§ WHAT TO DO: Which lines in the rows below contain the string "gecko"? Show every one of them in full.

## begin DATASET ROWS

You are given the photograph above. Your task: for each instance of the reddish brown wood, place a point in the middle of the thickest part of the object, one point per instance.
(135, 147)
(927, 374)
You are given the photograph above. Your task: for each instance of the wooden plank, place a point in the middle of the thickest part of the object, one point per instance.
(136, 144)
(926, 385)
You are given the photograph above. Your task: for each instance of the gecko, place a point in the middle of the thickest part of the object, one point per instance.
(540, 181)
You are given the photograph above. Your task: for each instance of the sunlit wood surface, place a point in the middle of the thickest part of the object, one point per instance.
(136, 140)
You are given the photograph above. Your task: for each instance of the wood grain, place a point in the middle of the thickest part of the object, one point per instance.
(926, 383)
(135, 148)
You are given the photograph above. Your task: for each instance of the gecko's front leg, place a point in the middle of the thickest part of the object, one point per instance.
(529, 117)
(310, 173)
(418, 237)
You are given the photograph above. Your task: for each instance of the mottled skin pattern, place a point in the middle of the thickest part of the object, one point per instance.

## end DATASET ROWS
## begin DATASET ROWS

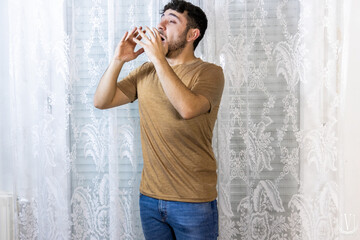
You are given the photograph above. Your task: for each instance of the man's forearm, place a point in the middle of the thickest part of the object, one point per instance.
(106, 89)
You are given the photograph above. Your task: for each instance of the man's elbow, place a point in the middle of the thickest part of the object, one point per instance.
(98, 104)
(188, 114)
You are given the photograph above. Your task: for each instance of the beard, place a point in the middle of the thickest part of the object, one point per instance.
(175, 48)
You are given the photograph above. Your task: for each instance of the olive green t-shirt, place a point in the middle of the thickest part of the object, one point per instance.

## end DATASET ROWS

§ THE REPLY:
You are given the photograph above. Your task: for each instance of the gecko, place a point in the middle of the thickest part of the object, one point per instance.
You are given the photograph above. Your task: for each instance of the gecko's front leg, place a point in the middle of the thickest part of the object, one point per instance.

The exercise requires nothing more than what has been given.